→ What to work on
Output exactly, and only, the lines below from the one with "Target: wooden plank" down to the one with "tag the entrance door". Include both end lines and no pictures.

→ Provided information
Content starts

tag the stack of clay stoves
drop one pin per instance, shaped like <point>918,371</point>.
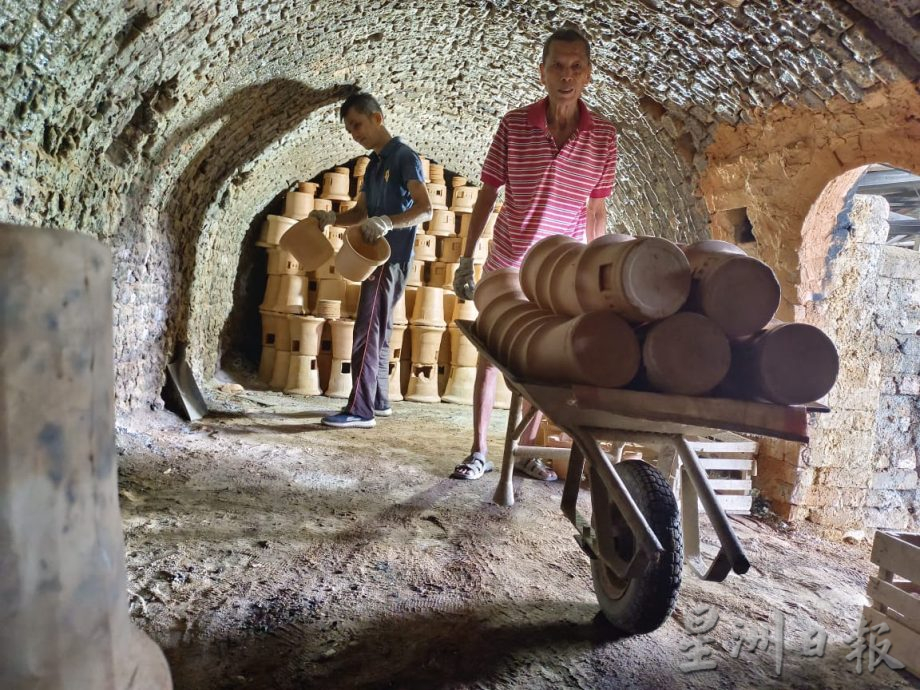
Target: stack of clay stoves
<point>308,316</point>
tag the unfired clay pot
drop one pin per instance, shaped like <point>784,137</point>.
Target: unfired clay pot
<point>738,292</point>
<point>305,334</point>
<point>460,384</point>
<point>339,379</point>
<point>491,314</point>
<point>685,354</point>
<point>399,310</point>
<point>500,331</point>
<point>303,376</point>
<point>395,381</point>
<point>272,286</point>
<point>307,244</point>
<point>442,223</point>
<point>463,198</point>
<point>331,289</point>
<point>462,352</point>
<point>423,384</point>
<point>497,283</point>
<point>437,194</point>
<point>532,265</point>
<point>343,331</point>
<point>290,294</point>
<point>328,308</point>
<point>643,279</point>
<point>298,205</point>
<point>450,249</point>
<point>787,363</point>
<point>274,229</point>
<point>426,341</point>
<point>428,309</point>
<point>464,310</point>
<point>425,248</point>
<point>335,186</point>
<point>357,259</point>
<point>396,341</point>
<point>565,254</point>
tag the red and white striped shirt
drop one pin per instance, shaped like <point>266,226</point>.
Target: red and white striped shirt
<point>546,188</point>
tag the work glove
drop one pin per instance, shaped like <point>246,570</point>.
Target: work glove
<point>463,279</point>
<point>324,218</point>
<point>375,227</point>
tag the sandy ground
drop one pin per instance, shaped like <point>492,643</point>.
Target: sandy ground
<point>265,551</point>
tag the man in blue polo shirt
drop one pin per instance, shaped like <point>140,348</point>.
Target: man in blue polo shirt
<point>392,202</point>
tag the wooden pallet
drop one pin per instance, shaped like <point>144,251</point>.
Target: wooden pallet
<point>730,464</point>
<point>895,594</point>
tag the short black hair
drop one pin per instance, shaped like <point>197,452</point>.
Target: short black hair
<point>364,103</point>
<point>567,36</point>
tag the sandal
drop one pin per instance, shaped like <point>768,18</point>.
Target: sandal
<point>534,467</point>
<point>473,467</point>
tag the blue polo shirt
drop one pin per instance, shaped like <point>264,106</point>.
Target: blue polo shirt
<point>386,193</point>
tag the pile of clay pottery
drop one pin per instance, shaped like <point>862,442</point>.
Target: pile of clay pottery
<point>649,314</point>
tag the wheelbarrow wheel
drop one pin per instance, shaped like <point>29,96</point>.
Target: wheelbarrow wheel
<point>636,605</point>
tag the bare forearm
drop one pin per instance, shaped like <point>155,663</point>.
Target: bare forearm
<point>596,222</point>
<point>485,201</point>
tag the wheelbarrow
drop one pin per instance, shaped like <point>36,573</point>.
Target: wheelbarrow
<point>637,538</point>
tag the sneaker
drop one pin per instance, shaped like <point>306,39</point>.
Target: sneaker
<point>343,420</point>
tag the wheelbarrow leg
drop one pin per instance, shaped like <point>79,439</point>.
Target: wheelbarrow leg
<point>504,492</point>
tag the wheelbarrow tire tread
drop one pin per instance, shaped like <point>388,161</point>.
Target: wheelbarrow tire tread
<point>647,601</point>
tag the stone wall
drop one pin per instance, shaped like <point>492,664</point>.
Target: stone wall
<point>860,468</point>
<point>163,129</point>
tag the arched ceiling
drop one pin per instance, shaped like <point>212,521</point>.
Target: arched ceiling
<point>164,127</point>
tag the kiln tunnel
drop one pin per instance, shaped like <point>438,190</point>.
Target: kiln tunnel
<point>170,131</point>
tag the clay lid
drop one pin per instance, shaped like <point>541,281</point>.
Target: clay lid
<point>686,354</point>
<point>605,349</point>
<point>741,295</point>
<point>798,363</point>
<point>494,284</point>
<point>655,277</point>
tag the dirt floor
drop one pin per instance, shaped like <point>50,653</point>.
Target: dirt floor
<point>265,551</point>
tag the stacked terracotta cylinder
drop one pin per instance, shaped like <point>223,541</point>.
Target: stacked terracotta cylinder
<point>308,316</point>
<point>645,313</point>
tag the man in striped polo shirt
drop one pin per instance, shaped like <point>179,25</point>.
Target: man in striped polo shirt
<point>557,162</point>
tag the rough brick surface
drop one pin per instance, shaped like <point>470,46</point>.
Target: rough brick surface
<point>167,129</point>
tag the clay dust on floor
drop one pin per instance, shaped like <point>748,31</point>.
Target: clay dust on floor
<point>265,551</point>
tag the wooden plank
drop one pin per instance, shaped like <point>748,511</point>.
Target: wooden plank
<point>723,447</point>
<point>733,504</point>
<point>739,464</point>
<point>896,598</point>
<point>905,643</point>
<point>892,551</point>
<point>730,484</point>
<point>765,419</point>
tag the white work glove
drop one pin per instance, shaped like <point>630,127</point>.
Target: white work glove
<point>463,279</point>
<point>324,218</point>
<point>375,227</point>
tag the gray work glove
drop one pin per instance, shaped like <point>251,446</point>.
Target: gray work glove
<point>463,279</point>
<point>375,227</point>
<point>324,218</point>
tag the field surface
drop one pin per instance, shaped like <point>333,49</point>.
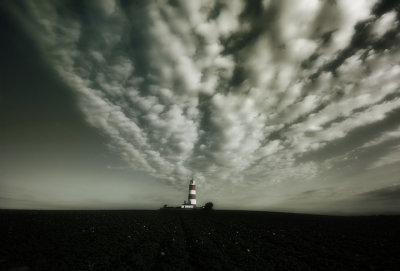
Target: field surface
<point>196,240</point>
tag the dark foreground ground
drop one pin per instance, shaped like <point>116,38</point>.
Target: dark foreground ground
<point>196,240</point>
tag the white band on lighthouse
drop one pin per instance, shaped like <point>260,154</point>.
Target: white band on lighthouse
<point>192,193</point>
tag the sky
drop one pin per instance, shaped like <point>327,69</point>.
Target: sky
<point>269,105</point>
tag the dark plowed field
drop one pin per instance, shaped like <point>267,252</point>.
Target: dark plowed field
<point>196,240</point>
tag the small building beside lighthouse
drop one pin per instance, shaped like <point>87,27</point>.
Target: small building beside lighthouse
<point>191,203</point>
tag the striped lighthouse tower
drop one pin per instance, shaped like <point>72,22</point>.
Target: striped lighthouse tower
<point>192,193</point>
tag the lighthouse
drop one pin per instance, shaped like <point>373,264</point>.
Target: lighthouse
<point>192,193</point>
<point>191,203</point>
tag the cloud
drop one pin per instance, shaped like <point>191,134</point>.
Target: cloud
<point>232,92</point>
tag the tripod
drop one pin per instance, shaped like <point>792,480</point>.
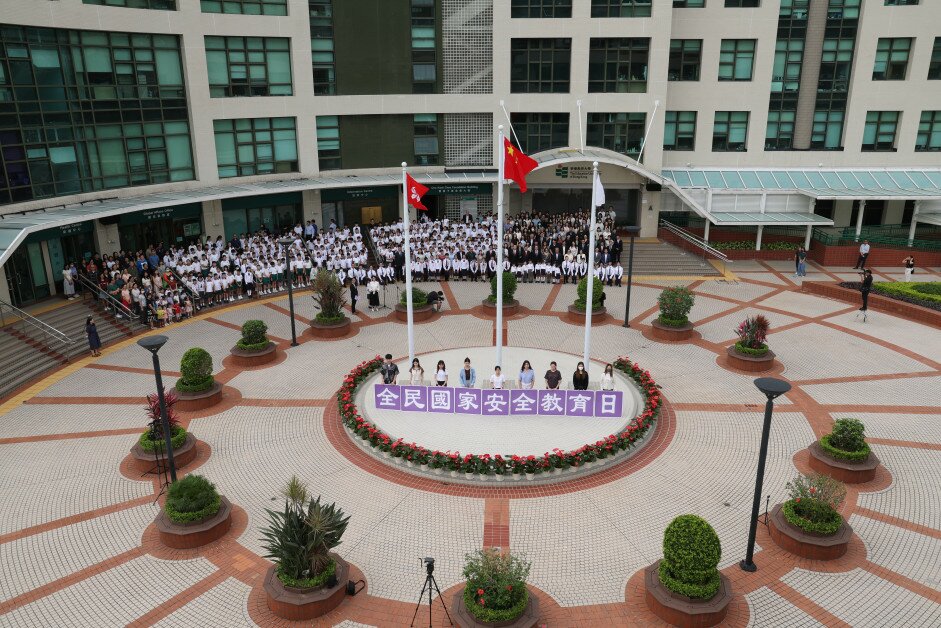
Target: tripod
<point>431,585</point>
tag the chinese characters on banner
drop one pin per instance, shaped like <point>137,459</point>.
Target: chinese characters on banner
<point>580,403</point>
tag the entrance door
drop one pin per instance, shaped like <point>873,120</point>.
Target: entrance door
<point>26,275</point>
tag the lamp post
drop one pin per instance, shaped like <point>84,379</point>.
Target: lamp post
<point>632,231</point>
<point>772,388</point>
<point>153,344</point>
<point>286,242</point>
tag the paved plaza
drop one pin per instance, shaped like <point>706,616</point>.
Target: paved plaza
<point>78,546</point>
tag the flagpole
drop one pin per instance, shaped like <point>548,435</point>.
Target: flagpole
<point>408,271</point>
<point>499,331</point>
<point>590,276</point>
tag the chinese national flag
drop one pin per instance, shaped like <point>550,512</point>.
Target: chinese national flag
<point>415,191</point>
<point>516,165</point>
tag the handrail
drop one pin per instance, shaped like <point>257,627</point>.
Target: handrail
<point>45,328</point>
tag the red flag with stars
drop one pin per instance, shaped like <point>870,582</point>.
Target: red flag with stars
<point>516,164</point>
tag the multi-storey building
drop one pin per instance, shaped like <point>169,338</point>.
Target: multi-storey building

Content ends

→ Response for this exercise
Target: wooden plank
<point>723,447</point>
<point>733,504</point>
<point>739,464</point>
<point>896,598</point>
<point>905,643</point>
<point>892,551</point>
<point>730,484</point>
<point>765,419</point>
tag the white work glove
drop one pin per instance, shaped like <point>630,127</point>.
Target: white work glove
<point>463,279</point>
<point>324,218</point>
<point>375,227</point>
tag the gray work glove
drop one pin per instance, shaped like <point>251,446</point>.
Target: gray work glove
<point>463,279</point>
<point>375,227</point>
<point>324,218</point>
tag the field surface
drop one pin per instance, shaped like <point>333,49</point>.
Target: field surface
<point>196,240</point>
tag the dark foreground ground
drop one pin per instance, shaped like <point>116,38</point>.
Target: dark foreground ground
<point>196,240</point>
tag the white band on lighthouse
drop one pin per instance, shaped like <point>260,154</point>.
Target: white band on lighthouse
<point>192,193</point>
tag the sky
drop one pin per instance, shaped like <point>327,69</point>.
Target: sky
<point>269,105</point>
tag the dark plowed field
drop one pin per instance, shaped like <point>267,252</point>.
Target: dark plowed field
<point>196,240</point>
tag the small building beside lighthouse
drop one pin per instance, shaped like <point>87,27</point>.
Target: small building beside lighthouse
<point>191,203</point>
tag the striped lighthouse tower
drop one pin per instance, shaped like <point>72,22</point>.
Target: striped lighthouse tower
<point>192,193</point>
tag the lighthouse
drop one pin per instance, shaped like <point>373,264</point>.
Target: lighthouse
<point>192,193</point>
<point>191,203</point>
tag the cloud
drop one pin per instance, shaped like <point>191,134</point>.
Target: cloud
<point>232,92</point>
tag the tripod
drop one pin per instance, shaped like <point>792,480</point>.
Target: tripod
<point>431,585</point>
tag the chinese characters on banner
drop one pin per instance, shaped like <point>137,459</point>.
Target: chinese characters on banner
<point>580,403</point>
tag the entrance door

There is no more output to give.